- _Named object pointing entries_:
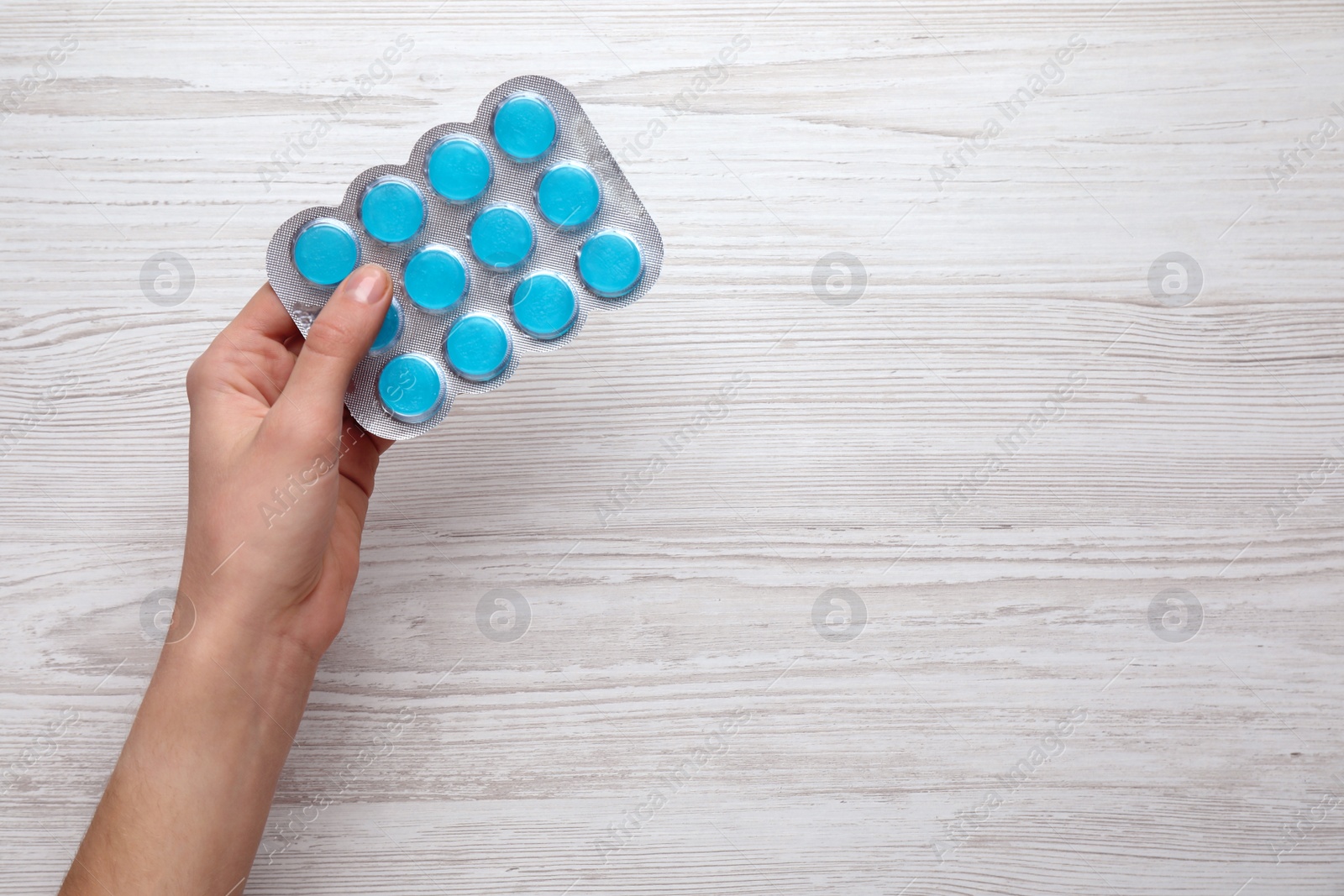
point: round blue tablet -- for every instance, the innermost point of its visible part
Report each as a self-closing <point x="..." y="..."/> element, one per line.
<point x="459" y="170"/>
<point x="611" y="264"/>
<point x="410" y="389"/>
<point x="544" y="305"/>
<point x="524" y="127"/>
<point x="501" y="237"/>
<point x="391" y="210"/>
<point x="390" y="329"/>
<point x="479" y="347"/>
<point x="569" y="195"/>
<point x="326" y="251"/>
<point x="436" y="278"/>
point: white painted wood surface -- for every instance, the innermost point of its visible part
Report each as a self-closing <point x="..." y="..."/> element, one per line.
<point x="1195" y="763"/>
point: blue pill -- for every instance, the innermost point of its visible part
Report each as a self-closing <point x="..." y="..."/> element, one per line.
<point x="326" y="251"/>
<point x="436" y="278"/>
<point x="611" y="264"/>
<point x="544" y="305"/>
<point x="459" y="170"/>
<point x="477" y="347"/>
<point x="390" y="329"/>
<point x="569" y="195"/>
<point x="410" y="389"/>
<point x="501" y="237"/>
<point x="524" y="127"/>
<point x="391" y="210"/>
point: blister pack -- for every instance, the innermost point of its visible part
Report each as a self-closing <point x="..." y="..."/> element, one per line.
<point x="501" y="235"/>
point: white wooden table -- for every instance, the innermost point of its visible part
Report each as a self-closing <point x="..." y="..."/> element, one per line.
<point x="1011" y="718"/>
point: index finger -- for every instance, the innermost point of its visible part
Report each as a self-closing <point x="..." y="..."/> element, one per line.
<point x="264" y="316"/>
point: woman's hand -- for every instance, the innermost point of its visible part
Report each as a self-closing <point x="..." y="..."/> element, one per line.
<point x="280" y="473"/>
<point x="280" y="484"/>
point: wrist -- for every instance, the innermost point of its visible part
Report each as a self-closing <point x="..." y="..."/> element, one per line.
<point x="265" y="663"/>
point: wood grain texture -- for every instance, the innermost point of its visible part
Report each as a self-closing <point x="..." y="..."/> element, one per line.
<point x="1195" y="763"/>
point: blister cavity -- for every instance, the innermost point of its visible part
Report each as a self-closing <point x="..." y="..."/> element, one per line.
<point x="501" y="235"/>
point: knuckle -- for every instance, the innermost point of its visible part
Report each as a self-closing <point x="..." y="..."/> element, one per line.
<point x="331" y="336"/>
<point x="199" y="375"/>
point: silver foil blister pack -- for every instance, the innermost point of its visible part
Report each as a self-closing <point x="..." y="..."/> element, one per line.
<point x="517" y="238"/>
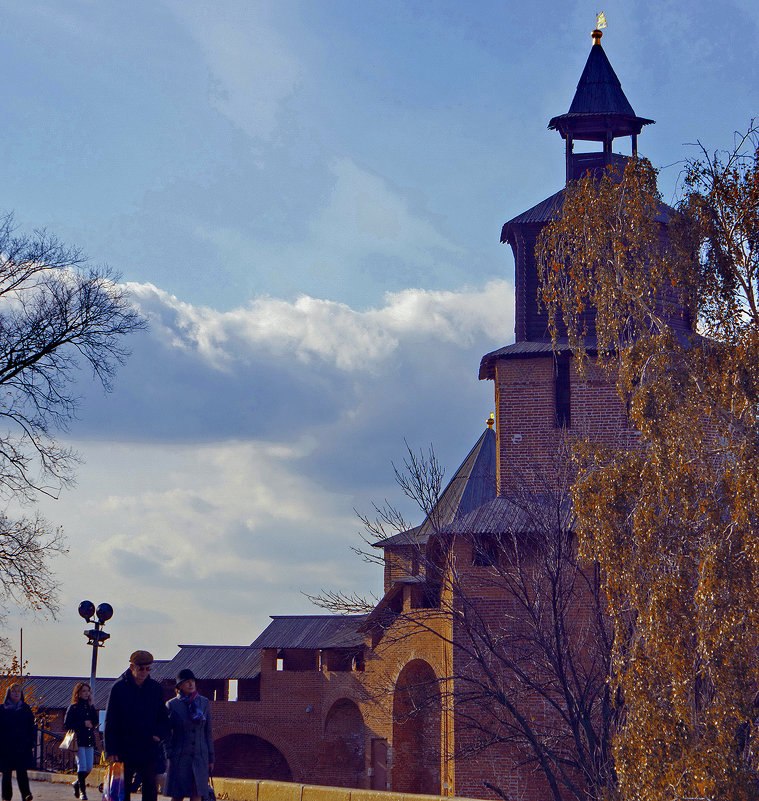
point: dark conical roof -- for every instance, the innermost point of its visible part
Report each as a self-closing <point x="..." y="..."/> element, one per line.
<point x="599" y="90"/>
<point x="473" y="484"/>
<point x="599" y="104"/>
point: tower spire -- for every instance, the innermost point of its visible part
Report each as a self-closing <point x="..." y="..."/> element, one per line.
<point x="599" y="112"/>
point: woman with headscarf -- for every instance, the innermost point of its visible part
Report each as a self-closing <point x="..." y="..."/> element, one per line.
<point x="82" y="719"/>
<point x="191" y="744"/>
<point x="17" y="733"/>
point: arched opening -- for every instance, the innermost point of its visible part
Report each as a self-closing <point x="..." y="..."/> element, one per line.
<point x="342" y="761"/>
<point x="245" y="756"/>
<point x="416" y="730"/>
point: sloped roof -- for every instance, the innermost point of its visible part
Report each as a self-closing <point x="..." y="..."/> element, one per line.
<point x="316" y="632"/>
<point x="599" y="95"/>
<point x="213" y="662"/>
<point x="541" y="213"/>
<point x="526" y="349"/>
<point x="54" y="692"/>
<point x="511" y="514"/>
<point x="473" y="484"/>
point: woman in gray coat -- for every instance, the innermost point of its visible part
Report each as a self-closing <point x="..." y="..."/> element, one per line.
<point x="191" y="743"/>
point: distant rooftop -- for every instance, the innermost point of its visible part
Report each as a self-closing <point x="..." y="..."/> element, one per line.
<point x="317" y="632"/>
<point x="213" y="662"/>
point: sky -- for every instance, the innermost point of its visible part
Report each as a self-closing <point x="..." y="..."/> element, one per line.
<point x="304" y="198"/>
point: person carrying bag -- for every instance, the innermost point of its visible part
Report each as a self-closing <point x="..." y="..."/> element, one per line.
<point x="82" y="720"/>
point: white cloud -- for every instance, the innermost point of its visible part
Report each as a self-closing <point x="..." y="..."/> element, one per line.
<point x="311" y="330"/>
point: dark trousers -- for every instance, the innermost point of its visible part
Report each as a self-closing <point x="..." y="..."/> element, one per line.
<point x="146" y="771"/>
<point x="21" y="778"/>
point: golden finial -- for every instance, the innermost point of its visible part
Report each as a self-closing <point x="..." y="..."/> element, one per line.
<point x="600" y="23"/>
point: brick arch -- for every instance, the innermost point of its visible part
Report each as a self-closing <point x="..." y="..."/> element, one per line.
<point x="342" y="757"/>
<point x="417" y="721"/>
<point x="247" y="756"/>
<point x="223" y="730"/>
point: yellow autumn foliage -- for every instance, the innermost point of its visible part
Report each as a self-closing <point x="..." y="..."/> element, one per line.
<point x="674" y="521"/>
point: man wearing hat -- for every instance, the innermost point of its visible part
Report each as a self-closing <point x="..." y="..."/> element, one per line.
<point x="136" y="721"/>
<point x="191" y="747"/>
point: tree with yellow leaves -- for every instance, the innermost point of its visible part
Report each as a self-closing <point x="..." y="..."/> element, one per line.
<point x="673" y="523"/>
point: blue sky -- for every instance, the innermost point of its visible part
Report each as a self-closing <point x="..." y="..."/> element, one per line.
<point x="305" y="198"/>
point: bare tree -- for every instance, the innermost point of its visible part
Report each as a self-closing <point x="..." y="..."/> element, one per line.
<point x="57" y="315"/>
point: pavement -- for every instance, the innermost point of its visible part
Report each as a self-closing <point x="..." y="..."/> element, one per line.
<point x="53" y="791"/>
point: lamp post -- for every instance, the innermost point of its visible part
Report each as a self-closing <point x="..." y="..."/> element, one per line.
<point x="95" y="637"/>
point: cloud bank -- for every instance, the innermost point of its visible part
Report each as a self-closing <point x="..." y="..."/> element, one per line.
<point x="222" y="473"/>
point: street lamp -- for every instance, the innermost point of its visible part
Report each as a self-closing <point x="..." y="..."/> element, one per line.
<point x="95" y="637"/>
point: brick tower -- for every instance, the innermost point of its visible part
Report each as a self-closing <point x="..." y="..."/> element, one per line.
<point x="537" y="389"/>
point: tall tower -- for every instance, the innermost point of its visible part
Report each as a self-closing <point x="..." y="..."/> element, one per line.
<point x="601" y="113"/>
<point x="538" y="391"/>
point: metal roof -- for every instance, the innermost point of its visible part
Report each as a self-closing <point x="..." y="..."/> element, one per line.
<point x="531" y="513"/>
<point x="213" y="662"/>
<point x="599" y="101"/>
<point x="54" y="692"/>
<point x="524" y="350"/>
<point x="473" y="484"/>
<point x="541" y="213"/>
<point x="317" y="632"/>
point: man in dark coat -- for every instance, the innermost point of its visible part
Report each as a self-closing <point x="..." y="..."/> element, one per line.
<point x="136" y="721"/>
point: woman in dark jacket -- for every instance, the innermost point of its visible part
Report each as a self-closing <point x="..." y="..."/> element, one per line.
<point x="191" y="743"/>
<point x="17" y="735"/>
<point x="82" y="719"/>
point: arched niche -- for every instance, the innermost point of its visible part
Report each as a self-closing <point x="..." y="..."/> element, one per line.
<point x="416" y="730"/>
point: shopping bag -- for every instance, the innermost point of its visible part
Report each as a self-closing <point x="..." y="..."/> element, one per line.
<point x="113" y="786"/>
<point x="69" y="743"/>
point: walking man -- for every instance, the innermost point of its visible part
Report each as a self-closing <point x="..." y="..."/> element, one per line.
<point x="136" y="721"/>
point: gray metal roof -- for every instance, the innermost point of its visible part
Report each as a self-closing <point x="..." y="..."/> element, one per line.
<point x="54" y="692"/>
<point x="473" y="484"/>
<point x="531" y="513"/>
<point x="524" y="350"/>
<point x="317" y="632"/>
<point x="599" y="95"/>
<point x="540" y="213"/>
<point x="213" y="662"/>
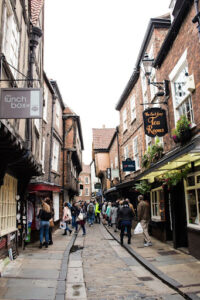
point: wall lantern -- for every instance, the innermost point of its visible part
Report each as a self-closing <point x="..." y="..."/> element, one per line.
<point x="163" y="87"/>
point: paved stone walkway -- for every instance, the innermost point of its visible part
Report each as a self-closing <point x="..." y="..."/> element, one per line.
<point x="110" y="273"/>
<point x="175" y="264"/>
<point x="34" y="274"/>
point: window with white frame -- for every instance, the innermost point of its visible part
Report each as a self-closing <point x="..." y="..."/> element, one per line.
<point x="86" y="192"/>
<point x="136" y="153"/>
<point x="55" y="156"/>
<point x="157" y="196"/>
<point x="11" y="37"/>
<point x="192" y="196"/>
<point x="124" y="115"/>
<point x="57" y="114"/>
<point x="144" y="89"/>
<point x="126" y="152"/>
<point x="8" y="192"/>
<point x="182" y="99"/>
<point x="43" y="152"/>
<point x="116" y="162"/>
<point x="45" y="103"/>
<point x="133" y="108"/>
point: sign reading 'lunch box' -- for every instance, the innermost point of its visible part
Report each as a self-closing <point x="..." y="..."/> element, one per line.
<point x="155" y="122"/>
<point x="17" y="103"/>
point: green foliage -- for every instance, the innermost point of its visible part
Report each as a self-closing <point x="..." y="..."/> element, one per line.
<point x="153" y="154"/>
<point x="183" y="127"/>
<point x="143" y="187"/>
<point x="174" y="177"/>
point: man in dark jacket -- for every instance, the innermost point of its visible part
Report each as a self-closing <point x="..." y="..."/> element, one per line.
<point x="125" y="217"/>
<point x="143" y="214"/>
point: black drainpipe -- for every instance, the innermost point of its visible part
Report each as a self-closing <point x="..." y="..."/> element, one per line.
<point x="197" y="17"/>
<point x="51" y="138"/>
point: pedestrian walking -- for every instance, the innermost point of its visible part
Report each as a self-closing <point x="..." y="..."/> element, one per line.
<point x="90" y="213"/>
<point x="74" y="213"/>
<point x="108" y="210"/>
<point x="82" y="211"/>
<point x="67" y="218"/>
<point x="113" y="215"/>
<point x="97" y="212"/>
<point x="125" y="218"/>
<point x="44" y="216"/>
<point x="143" y="214"/>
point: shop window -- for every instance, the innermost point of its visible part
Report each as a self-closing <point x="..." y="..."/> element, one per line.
<point x="8" y="192"/>
<point x="192" y="190"/>
<point x="133" y="108"/>
<point x="86" y="180"/>
<point x="86" y="192"/>
<point x="157" y="205"/>
<point x="136" y="153"/>
<point x="182" y="98"/>
<point x="124" y="120"/>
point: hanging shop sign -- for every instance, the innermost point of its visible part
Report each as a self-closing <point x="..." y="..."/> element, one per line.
<point x="108" y="173"/>
<point x="97" y="186"/>
<point x="155" y="122"/>
<point x="128" y="165"/>
<point x="17" y="103"/>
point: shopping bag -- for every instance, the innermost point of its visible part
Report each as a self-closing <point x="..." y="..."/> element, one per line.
<point x="80" y="217"/>
<point x="138" y="229"/>
<point x="62" y="225"/>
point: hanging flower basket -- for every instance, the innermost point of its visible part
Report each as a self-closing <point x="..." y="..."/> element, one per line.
<point x="182" y="132"/>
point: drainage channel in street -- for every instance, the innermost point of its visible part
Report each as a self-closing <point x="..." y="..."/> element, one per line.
<point x="152" y="269"/>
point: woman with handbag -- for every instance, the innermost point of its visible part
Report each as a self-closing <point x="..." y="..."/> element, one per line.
<point x="51" y="222"/>
<point x="82" y="217"/>
<point x="67" y="217"/>
<point x="44" y="216"/>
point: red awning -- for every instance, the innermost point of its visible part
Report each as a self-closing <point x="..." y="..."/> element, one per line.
<point x="43" y="187"/>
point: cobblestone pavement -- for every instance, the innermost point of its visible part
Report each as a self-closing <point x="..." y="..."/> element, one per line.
<point x="34" y="274"/>
<point x="110" y="273"/>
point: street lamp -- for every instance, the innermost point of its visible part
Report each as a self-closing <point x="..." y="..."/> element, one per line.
<point x="163" y="87"/>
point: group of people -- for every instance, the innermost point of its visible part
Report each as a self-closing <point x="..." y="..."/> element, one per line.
<point x="121" y="214"/>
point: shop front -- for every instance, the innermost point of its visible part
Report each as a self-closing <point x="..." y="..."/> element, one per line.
<point x="175" y="197"/>
<point x="37" y="192"/>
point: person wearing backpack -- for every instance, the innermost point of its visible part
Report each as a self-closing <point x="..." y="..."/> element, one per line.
<point x="90" y="213"/>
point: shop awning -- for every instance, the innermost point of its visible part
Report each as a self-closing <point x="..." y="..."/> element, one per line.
<point x="173" y="160"/>
<point x="43" y="187"/>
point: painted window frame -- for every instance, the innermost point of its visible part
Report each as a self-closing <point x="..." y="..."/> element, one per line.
<point x="124" y="118"/>
<point x="194" y="187"/>
<point x="153" y="203"/>
<point x="133" y="108"/>
<point x="175" y="73"/>
<point x="136" y="153"/>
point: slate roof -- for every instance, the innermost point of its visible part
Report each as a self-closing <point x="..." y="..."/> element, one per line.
<point x="102" y="137"/>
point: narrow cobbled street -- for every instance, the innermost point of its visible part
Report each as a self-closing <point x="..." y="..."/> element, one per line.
<point x="91" y="267"/>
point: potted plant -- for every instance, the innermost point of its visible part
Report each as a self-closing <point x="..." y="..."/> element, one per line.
<point x="182" y="132"/>
<point x="143" y="187"/>
<point x="153" y="154"/>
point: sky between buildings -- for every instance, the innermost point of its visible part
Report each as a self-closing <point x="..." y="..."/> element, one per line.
<point x="91" y="47"/>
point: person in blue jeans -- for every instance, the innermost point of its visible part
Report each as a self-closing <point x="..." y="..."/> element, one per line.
<point x="44" y="216"/>
<point x="90" y="213"/>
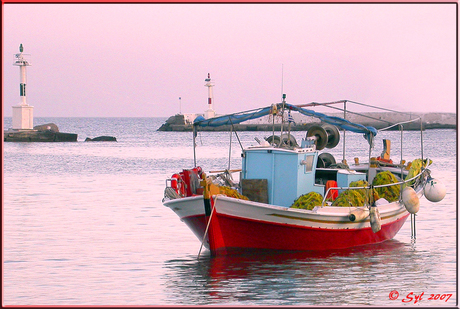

- _Given request_:
Please rewrite the rows from the line containing "point: potted plant" down to the end of the rows, changing "sky between buildings" to "open sky overhead" and leaving everything else as it is. Leave the pictures out of your answer.

- _Finished exercise_:
point: potted plant -- for every instance, the innermost point of its visible part
Report each as a self-closing <point x="..." y="..."/> element, one per line.
<point x="182" y="132"/>
<point x="143" y="187"/>
<point x="153" y="154"/>
point: open sky overhead -- for every instance, the innermost point of its visible part
Report each as a self-closing <point x="..." y="..."/> element, one per line.
<point x="91" y="47"/>
point: person in blue jeans -- for every instance, the innermost point of its visible part
Report each as a self-closing <point x="..." y="..."/> element, one per line.
<point x="44" y="216"/>
<point x="90" y="213"/>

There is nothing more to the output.